-- Begin Data listing --

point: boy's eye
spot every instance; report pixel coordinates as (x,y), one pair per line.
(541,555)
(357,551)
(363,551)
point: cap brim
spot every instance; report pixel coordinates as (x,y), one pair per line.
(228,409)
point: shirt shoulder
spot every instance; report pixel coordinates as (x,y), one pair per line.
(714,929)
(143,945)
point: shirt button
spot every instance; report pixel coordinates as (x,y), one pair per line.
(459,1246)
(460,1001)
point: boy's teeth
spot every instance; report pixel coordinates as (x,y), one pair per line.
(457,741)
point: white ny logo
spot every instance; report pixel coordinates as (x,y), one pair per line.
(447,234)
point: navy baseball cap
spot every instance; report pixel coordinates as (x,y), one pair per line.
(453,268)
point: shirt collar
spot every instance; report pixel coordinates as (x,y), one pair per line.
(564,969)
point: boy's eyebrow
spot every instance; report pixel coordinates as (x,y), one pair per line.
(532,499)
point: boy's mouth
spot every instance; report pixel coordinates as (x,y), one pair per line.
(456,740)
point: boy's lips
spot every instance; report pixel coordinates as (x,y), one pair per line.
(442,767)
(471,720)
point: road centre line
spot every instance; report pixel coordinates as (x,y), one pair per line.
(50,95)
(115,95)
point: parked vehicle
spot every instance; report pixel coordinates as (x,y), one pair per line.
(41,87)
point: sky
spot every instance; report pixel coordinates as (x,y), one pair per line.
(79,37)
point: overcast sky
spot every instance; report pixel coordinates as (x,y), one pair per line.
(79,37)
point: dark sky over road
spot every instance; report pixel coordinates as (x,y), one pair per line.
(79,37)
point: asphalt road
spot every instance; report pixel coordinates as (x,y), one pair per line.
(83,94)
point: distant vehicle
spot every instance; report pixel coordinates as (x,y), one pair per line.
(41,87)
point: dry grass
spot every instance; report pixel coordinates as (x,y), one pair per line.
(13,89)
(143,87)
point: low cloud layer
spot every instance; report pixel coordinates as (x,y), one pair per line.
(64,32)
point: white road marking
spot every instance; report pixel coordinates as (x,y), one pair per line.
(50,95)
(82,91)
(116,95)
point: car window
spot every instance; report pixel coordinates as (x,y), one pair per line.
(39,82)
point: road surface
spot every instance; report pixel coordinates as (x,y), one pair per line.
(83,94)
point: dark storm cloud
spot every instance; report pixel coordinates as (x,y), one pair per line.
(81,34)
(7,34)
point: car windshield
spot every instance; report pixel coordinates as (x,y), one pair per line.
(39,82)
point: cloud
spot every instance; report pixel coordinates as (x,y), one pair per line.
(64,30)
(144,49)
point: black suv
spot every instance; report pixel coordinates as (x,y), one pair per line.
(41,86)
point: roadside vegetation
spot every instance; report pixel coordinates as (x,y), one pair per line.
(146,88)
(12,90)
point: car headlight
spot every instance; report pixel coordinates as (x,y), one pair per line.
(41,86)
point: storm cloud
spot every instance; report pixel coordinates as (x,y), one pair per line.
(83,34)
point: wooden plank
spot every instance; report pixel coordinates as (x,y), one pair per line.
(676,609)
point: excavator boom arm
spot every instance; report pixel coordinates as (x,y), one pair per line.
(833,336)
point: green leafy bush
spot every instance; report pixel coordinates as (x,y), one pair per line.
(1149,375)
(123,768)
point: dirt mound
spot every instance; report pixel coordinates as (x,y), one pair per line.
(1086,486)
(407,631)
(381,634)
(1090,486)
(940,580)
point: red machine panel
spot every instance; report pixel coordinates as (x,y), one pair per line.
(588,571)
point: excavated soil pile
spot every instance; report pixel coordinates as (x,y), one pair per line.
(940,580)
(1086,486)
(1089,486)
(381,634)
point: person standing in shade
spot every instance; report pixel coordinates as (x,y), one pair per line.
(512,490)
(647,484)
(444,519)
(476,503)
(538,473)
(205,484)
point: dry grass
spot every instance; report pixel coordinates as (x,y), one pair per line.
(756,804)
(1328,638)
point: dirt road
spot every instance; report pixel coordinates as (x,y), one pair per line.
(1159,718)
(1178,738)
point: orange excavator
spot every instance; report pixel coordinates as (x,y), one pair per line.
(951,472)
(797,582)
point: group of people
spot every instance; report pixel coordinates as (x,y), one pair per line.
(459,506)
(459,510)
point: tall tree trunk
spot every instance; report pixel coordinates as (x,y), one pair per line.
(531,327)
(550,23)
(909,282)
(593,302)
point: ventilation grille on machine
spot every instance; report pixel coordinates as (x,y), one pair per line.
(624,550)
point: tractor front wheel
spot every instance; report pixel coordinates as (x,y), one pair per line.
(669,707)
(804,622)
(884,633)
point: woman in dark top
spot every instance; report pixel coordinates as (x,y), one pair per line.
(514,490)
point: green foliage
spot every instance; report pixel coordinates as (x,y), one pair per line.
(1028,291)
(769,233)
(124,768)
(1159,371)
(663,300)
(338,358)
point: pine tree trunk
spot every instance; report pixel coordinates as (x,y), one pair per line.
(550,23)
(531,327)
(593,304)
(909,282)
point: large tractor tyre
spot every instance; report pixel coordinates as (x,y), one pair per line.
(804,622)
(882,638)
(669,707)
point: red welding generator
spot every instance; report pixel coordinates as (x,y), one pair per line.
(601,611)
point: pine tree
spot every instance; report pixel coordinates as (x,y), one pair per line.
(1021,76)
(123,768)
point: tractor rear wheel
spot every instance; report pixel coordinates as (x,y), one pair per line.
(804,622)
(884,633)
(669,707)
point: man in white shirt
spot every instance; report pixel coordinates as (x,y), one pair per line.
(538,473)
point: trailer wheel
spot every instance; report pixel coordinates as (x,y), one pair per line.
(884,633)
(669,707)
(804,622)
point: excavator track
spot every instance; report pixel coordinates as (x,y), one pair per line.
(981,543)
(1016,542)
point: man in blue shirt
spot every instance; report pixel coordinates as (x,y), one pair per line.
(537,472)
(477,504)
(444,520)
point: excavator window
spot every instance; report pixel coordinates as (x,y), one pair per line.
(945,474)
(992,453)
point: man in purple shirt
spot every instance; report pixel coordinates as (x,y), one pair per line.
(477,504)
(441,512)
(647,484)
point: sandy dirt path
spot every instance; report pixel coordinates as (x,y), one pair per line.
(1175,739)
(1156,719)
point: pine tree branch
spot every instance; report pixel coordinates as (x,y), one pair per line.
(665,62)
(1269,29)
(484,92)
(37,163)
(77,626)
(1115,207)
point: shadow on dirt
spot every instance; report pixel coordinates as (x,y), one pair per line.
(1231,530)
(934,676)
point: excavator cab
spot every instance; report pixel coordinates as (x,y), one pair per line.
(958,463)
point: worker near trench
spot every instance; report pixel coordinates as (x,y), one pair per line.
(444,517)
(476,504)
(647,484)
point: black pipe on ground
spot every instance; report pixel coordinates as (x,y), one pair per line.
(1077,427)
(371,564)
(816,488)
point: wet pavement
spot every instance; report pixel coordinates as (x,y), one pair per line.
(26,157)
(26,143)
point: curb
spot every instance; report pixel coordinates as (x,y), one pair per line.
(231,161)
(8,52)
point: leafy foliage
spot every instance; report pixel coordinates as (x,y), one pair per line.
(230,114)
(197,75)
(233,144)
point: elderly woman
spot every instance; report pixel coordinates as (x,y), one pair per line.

-- End Data listing --

Required task. Please extract all of the lines above and repeat them exactly, without any changes.

Written response.
point: boy's eye
spot every instance; report pixel coordinates as (x,y), one pair per line.
(541,555)
(357,551)
(363,551)
point: cap brim
spot every instance; report pixel coordinates as (x,y), one pair per line.
(228,409)
point: shirt shoulder
spot every instance; report pixel coordinates as (x,y), one pair per line.
(714,929)
(143,945)
point: shirt button
spot every instance; report pixel coordinates as (x,y), one pair per line.
(459,1246)
(460,1001)
point: boy's teeth
spot every instance; report pixel coordinates as (x,y), one pair per line.
(457,741)
point: white ny logo
spot every instance; report pixel coordinates as (x,y), one pair per line.
(447,234)
point: navy baseball cap
spot every instance; report pixel coordinates as (x,y), one pair per line.
(453,268)
point: shirt collar
spot every instance; report pixel coordinates as (x,y), one pair per line.
(564,969)
point: boy's eyebrow
spot every instance; report pixel coordinates as (x,y), one pair per line.
(532,499)
point: boy's mouth
spot every instance; report pixel coordinates as (x,y), one pair per line.
(456,740)
point: boy's lips
spot every instance; report pixel coordinates as (x,y), one pair per line.
(442,767)
(471,720)
point: road centre line
spot every instance; report pixel coordinates as (x,y), one pair per line.
(50,95)
(115,95)
point: parked vehicle
spot every instance; report pixel coordinates as (x,y), one pair per line.
(41,87)
point: sky
spot every instance; report pixel coordinates as (x,y), one pair per line.
(79,37)
point: overcast sky
spot every instance; report pixel coordinates as (x,y), one pair per line.
(79,37)
point: dark sky over road
spot every instance; report pixel coordinates as (x,y), one pair per line.
(79,37)
point: asphalt road
spot every instance; report pixel coordinates as (x,y), one pair per line.
(83,94)
point: distant vehicle
spot every instance; report pixel coordinates as (x,y), one pair per line.
(41,87)
point: dry grass
spot every instance; report pixel coordinates as (x,y), one pair per line.
(13,89)
(143,87)
point: low cloud layer
spot every instance; report pixel coordinates as (x,y), one pair per line.
(64,32)
point: white road marking
spot every instance; report pixel coordinates as (x,y), one pair per line.
(50,95)
(82,91)
(116,95)
point: car window
spot every instance; report pixel coordinates as (x,y), one pair per line.
(39,82)
point: road surface
spot every instance; report pixel coordinates as (x,y), one pair per line.
(83,94)
point: dark storm cloud
spot every instance; report pixel coordinates as (x,y), one pair per line.
(81,34)
(7,34)
point: car windshield
spot every instance; report pixel coordinates as (x,y), one pair per line.
(39,82)
point: cloud
spot every instance; report pixel coordinates as (x,y), one pair per line.
(64,30)
(144,49)
point: black suv
spot every instance; report pixel coordinates as (x,y), one pair per line.
(41,86)
point: roadside vegetation
spot every instance; report pixel coordinates as (x,y), one pair per line.
(146,88)
(12,90)
point: car headlight
spot every instance; report pixel coordinates as (x,y), one pair per line.
(41,86)
point: storm cloud
spot every instance; report pixel coordinates as (x,y), one pair per line.
(83,34)
point: wooden plank
spot every instance; report pixel coordinates as (x,y), one pair per line.
(676,609)
point: excavator boom arm
spot every instance; report pixel coordinates as (x,y), one pair per line.
(833,336)
point: green leafy bush
spot every instance; report pixel coordinates as (x,y), one pair per line.
(1149,375)
(123,768)
point: dirt mound
spot every instance; report pixel coordinates as (x,y), one pair per line.
(1086,486)
(407,631)
(381,634)
(1090,486)
(940,580)
point: red machine panel
spot every instance; report pixel coordinates as (x,y), one pair per line.
(588,571)
point: excavated soil pile
spot every instance; report pixel coordinates as (x,y), one pair per line.
(940,580)
(1086,486)
(1089,486)
(381,634)
point: person standing in shade
spot every instance; report pixel coordinates as (x,y), one pair per line.
(512,490)
(647,484)
(444,519)
(476,503)
(538,473)
(205,484)
point: dry grass
spot every instance; report pixel coordinates as (x,y), one pair per line.
(756,804)
(1328,638)
point: dirt road
spot every instance; report pixel coordinates as (x,y), one pair per line.
(1159,718)
(1178,738)
point: orange excavator
spot every instance; report pixel coordinates as (x,y), one pair per line.
(951,472)
(797,582)
point: group of people
spot every instance; report pixel coordinates as (x,y), one pair per line.
(459,506)
(459,510)
point: tall tree trunk
spot every instance; report pixel coordinates as (x,y), one pair per line.
(531,327)
(550,23)
(909,282)
(593,302)
point: ventilation grille on machine
spot every instance; report pixel coordinates as (x,y), one pair per line.
(624,550)
point: tractor front wheel
spot every instance; report pixel coordinates as (x,y), one pair per line.
(669,707)
(804,622)
(884,633)
point: woman in dark top
spot every instance; report pixel coordinates as (x,y), one pair per line.
(514,490)
point: green foliage
spot every instance; report pixel coordinates as (x,y), one pair per line.
(1028,291)
(769,233)
(124,768)
(1159,371)
(663,300)
(338,358)
point: pine tree trunk
spot every instance; report pixel coordinates as (x,y), one pair per line.
(550,23)
(531,327)
(593,304)
(909,282)
point: large tractor tyre
spot every instance; report pixel coordinates as (x,y), one pair per line.
(804,622)
(882,638)
(669,707)
point: red welding generator
spot every instance; report pixel coordinates as (x,y), one pair per line.
(601,611)
point: pine tree
spot every instance; report pixel coordinates as (x,y), one pair per line.
(1021,76)
(123,768)
point: tractor rear wheel
spot every instance; report pixel coordinates as (x,y), one pair per line.
(804,622)
(884,633)
(669,707)
point: man in white shirt
spot every instance; report pixel coordinates as (x,y), one pair per line.
(538,473)
point: trailer wheel
spot every instance; report pixel coordinates as (x,y), one pair per line.
(884,633)
(669,707)
(804,622)
point: excavator track
spot every instance; report pixel coordinates as (x,y), one pair per line.
(981,543)
(1016,542)
point: man in blue shirt
spot every instance; report pixel coordinates as (x,y), one pair per line.
(537,472)
(477,504)
(444,520)
point: excavator window
spot every instance; report pixel coordinates as (x,y), one pair per line.
(945,474)
(992,453)
point: man in purple shirt
spot every instance; report pixel coordinates as (x,y), one pair per line.
(477,504)
(441,512)
(647,484)
point: sandy dirt path
spot every instance; report pixel coordinates as (x,y), one pair per line.
(1175,739)
(1156,719)
point: pine tree branch
spot every instance; report pixel coordinates as (x,y), one pair per line.
(665,62)
(1269,29)
(484,92)
(37,163)
(77,626)
(1115,207)
point: shadow on dirt
spot every instance; report pixel coordinates as (x,y), one pair per line.
(1231,530)
(934,676)
point: excavator cab
spot every instance; report pixel coordinates as (x,y), one pair per line.
(958,463)
point: worker near trench
spot every instance; report pixel coordinates as (x,y), one pair per line.
(444,517)
(476,504)
(647,484)
point: black pipe on ground
spot every instance; report pixel coordinates as (x,y), one pair per line.
(1077,427)
(371,564)
(816,488)
point: wet pavement
spot every instance; report pixel coordinates as (x,y), one pair per line.
(26,157)
(26,143)
point: curb
spot every instance; report pixel coordinates as (x,y), one pair per line.
(231,161)
(8,52)
point: leafy foliage
spot every instance; report pixel coordinates as (x,y), one pair per line.
(230,114)
(197,75)
(233,144)
point: elderly woman
spot every instance; report pixel coordinates as (x,y), one pair per line.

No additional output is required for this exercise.